Текст для чтения
Самобытность и неповторимость эстетических, литературно-критических суждений И.А. Ильина, обусловленных его православным миропониманием, выявляются в параграфе 1.2. «Искусство и литературная критика в системе религиозно-философских взглядов И.А. Ильина». Общая реконструкция религиозно-философских взглядов философа, предпринятая в данном параграфе, наглядно демонстрирует, что в картине мира, которую предлагает и отстаивает И.А. Ильин, индивидуальный дух человека, во всех своих проявлениях (стыд, совесть, долг, правосознание, любовь к Богу и родине, потребность в красоте) свободно ориентированный на последнюю, религиозную, глубину мира и человека, на Дух в его субстанциальном понимании, преодолевая хаос, «который во всех нас дремлет»23, утверждает космос, «к которому мы все в душе своей призвание имеем»24. Искусство в такой системе координат занимает особое место. Оно, по Ильину, есть служение и радость: служение истине в форме материально-образного ее воплощения в словах, звуках, красках, служение ответственное и свободное, радостное по причине «восхищения духа», преодолевшего и постигшего. При этом художник не властен над своим вдохновением – он позван, призван, отмечен способностью видения и выбора, каждое слово для него, каждый образ – художественная необходимость, укорененная в Божественной сущности мира. Бог – Высший Художник, и человек творящий внимает Ему духом, полагая искусство как любовь и молитву, как сферу художественно-метафизической онтологии. Искусство в эстетике И.А. Ильина служит не только установлению связи между людьми, человеческими душами, но и связывает человека с вечностью, с Богом в контексте сотериологической культуры. Внимательное изучение соответствующих источников позволило нам сделать следующие выводы, принципиальные для понимания эстетики И.А. Ильина:
1. И.А. Ильин разработал фундаментальные принципы новой эстетической системы, приближенной к религиозной системе координат. При этом, говоря об искусстве, И.А. Ильин рассматривает создание, восприятие и осмысление произведений как некий взаимосвязанный комплекс, а художников / критиков / публику – как равноправных участников единого творческого процесса. И.А. Ильин вообще много внимания уделяет проблемам восприятия, что само по себе очень ценно, учитывая тот факт, что рецептивная эстетика (теория восприятия), как самостоятельная область знания, разрабатывается сравнительно недавно – с 70-х годов ХХ века. И.А. Ильин, сумев в рамках целостного методологического подхода избежать компилятивности рецептивной эстетики, фрагментарно обращенной к герменевтике, структурализму, лингвистике и т. д., сориентировал восприятие художественных произведений на диалог с автором, что весьма перспективно и в контексте современной культуры как таковой, и в контексте современного литературоведения, в частности25.

Задание
Можете подхватить текст об эстетике И.А. Ильина и продолжить его сразу после последнего предложения?

Исходные данные
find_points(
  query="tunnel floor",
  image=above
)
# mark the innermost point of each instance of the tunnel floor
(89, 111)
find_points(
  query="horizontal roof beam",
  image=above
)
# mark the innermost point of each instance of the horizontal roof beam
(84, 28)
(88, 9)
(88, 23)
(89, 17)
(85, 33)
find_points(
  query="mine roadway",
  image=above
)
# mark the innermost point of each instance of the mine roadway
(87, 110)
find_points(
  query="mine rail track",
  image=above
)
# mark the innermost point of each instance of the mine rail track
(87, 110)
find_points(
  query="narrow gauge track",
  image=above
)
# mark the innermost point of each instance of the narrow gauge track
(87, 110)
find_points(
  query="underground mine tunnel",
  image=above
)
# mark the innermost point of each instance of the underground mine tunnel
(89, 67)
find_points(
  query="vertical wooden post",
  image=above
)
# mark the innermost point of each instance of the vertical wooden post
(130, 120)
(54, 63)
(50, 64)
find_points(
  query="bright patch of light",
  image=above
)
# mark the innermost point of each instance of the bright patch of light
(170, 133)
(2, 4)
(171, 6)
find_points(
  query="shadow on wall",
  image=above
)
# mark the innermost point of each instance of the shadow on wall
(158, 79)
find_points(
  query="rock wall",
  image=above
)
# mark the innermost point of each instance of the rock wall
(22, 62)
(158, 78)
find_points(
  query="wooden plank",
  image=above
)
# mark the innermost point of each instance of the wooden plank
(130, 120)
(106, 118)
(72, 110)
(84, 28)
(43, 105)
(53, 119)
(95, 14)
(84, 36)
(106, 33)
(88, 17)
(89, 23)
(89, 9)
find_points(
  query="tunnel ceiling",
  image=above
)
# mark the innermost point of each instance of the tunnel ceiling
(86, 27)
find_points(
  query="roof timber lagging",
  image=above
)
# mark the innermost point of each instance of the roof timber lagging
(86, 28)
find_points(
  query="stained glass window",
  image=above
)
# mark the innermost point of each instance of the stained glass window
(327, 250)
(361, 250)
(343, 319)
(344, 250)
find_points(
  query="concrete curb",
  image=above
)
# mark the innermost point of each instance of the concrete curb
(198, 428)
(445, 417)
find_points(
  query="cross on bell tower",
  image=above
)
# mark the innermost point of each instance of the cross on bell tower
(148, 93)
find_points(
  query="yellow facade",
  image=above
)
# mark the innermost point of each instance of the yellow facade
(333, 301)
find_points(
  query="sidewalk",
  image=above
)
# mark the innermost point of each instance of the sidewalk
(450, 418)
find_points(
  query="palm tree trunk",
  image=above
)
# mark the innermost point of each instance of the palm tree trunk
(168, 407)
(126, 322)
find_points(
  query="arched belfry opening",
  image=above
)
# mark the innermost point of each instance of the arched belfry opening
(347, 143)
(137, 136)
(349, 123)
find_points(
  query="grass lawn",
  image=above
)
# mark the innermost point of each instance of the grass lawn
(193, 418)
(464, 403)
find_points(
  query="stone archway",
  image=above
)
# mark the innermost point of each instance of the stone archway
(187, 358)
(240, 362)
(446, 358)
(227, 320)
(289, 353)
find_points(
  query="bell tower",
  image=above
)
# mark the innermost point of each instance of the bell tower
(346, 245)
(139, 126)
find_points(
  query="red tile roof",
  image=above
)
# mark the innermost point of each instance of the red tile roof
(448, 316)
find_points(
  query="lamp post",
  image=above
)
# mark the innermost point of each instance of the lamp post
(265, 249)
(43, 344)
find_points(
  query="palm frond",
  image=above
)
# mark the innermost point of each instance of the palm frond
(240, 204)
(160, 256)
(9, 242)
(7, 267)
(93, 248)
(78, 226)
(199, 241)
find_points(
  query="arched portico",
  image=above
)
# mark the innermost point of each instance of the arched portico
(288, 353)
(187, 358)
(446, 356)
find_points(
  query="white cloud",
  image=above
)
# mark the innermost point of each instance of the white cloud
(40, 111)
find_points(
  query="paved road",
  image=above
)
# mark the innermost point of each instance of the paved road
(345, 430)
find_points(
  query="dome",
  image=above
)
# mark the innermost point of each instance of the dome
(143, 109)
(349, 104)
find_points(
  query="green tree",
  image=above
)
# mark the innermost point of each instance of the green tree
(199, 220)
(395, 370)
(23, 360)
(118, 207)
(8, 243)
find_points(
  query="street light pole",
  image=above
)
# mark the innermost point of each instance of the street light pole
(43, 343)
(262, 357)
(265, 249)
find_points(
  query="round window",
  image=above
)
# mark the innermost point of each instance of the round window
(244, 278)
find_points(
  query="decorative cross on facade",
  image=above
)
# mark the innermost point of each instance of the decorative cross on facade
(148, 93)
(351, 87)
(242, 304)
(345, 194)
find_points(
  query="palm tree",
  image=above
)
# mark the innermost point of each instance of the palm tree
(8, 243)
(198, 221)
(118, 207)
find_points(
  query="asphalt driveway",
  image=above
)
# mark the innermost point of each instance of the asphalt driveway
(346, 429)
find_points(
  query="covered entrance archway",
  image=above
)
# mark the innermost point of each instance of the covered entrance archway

Ответ
2. В основу эстетики И.А. Ильина положена категория художественности (предметности), вступающая в сложные отношения с базовой для традиционной эстетики категорией прекрасного. И.А. Ильин усложняет само понятие красоты, различая красоту подлинную, соотносимую со сверхчувственным предметным содержанием (а значит с истиной и добром), и мнимую, лишенную такого содержания (красивость). Более того, через дефиницию «некрасивое и художественное» И.А. Ильин постулирует необязательность красоты применительно к искусству. Красота, оторванная от Истины, маркирует в восприятии И.А. Ильина поврежденное, раздробленное сознание, и он готов скорее пренебречь эстетикой, нежели истиной: религиозное чувство, духовность для него превыше всего.
3. Критерием объективного совершенства в эстетике И.А. Ильина является предметность, своего рода присутствие Божественного плана бытия в произведении искусства. Основным условием и в то же время способом достижения (и постижения) предметности как объективного совершенства является духовность, то есть само стремление к идеалу, тяготение, приближение к нему.
4. Подлинное искусство, по Ильину, имеет духовный и духовно-священный смысл; оно родится из любви, страдания и одоления, из воли к совершенству, т. е. духовно по природе; характер искусства – суть свободное, ответственное служение, предстояние, призвание (заметим, что служение в интерпретации И.А. Ильина предполагает способность к волевому напряжению, борьбе). Предметом искусства в эстетике И.А. Ильина являются духовно значительные медитации. И.А. Ильин не отрицает импульсов, идущих в творчестве художника от жизни. Он просто более четко расставляет необходимые, по его мнению, акценты, выбирает нужные с точки зрения христианской метафизики приоритеты. И эти приоритеты выстраиваются у него в следующем порядке: сердце (чувство, любовь), совесть, воля, философское мышление, вера (молитва). В эстетической системе И.А. Ильина важен не столько жизненный материал сам по себе, сколько его ревизия с точки зрения вечности, движение сквозь этот материал вверх и вглубь, – духовная вертикаль является опорной в данной, религиозной, системе координат. Всякие другие ориентиры уводят художника в «дурную бесконечность» случайных содержаний.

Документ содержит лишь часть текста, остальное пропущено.